### What is required:
I'd like the full listing transcribed exactly, with no images included.

### Available data:

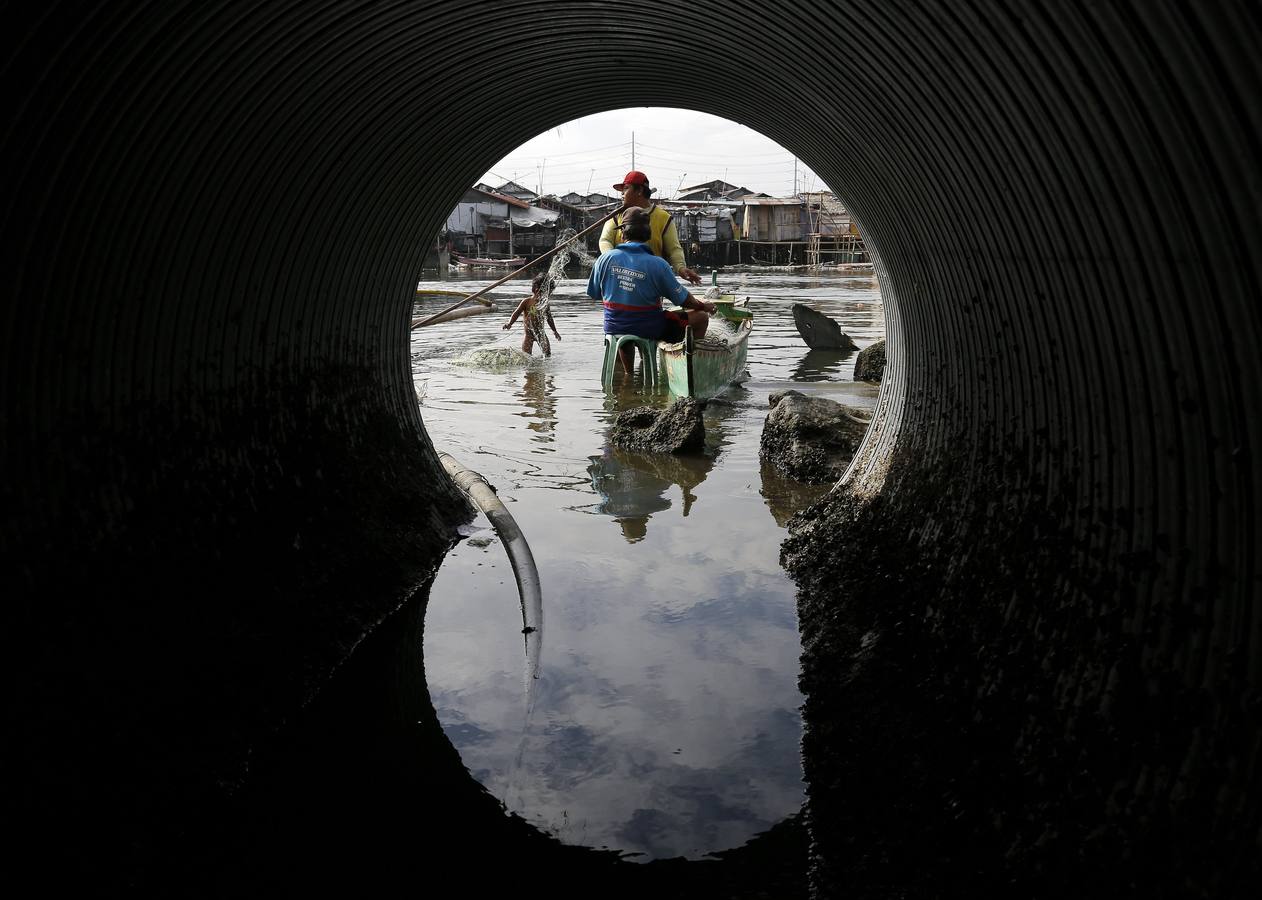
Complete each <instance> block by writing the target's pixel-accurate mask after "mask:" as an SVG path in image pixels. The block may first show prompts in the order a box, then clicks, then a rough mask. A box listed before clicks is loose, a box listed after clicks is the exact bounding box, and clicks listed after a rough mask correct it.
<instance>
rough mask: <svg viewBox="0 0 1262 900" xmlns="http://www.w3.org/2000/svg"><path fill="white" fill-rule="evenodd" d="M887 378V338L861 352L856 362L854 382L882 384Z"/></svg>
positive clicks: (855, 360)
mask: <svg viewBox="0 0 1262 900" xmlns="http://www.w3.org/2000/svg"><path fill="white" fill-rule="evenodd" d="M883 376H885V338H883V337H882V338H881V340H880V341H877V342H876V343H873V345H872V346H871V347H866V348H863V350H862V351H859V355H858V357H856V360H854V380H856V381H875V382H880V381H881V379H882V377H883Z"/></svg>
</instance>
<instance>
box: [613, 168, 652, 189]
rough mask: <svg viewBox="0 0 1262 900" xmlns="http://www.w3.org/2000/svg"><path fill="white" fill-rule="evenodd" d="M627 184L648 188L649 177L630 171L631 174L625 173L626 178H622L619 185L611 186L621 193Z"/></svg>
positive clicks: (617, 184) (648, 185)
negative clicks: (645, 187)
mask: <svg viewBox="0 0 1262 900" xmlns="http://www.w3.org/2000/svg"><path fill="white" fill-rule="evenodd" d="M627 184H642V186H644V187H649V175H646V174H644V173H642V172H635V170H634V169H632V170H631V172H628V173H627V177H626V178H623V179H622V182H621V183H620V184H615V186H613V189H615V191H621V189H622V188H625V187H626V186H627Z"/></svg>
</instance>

### Exercise answer:
Complete each <instance> block by writing the target's pixel-accurate mask after "mask:" as an SVG path in image pixels. The block may first show prompts in the order a box, then clicks, then a rough mask. A box listed before clicks is loose, a box listed after clicks is the exact bounding box, and clicks listed after a rough mask correct it.
<instance>
rough mask: <svg viewBox="0 0 1262 900" xmlns="http://www.w3.org/2000/svg"><path fill="white" fill-rule="evenodd" d="M887 378V338L861 352L856 362L854 382L882 384Z"/></svg>
positive clicks: (855, 360)
mask: <svg viewBox="0 0 1262 900" xmlns="http://www.w3.org/2000/svg"><path fill="white" fill-rule="evenodd" d="M883 376H885V338H883V337H882V338H881V340H880V341H877V342H876V343H873V345H872V346H871V347H866V348H863V350H862V351H859V355H858V357H856V360H854V380H856V381H875V382H880V381H881V379H882V377H883Z"/></svg>
</instance>
<instance>
box: [613, 168, 652, 189]
rough mask: <svg viewBox="0 0 1262 900" xmlns="http://www.w3.org/2000/svg"><path fill="white" fill-rule="evenodd" d="M627 184L648 188L649 177L630 171L631 174L625 173L626 178H622L619 185L611 186L621 193Z"/></svg>
positive clicks: (617, 184) (648, 185)
negative clicks: (645, 187)
mask: <svg viewBox="0 0 1262 900" xmlns="http://www.w3.org/2000/svg"><path fill="white" fill-rule="evenodd" d="M627 184H642V186H644V187H649V175H646V174H644V173H642V172H635V170H634V169H632V170H631V172H628V173H627V177H626V178H623V179H622V182H621V183H620V184H615V186H613V189H615V191H621V189H622V188H625V187H626V186H627Z"/></svg>
</instance>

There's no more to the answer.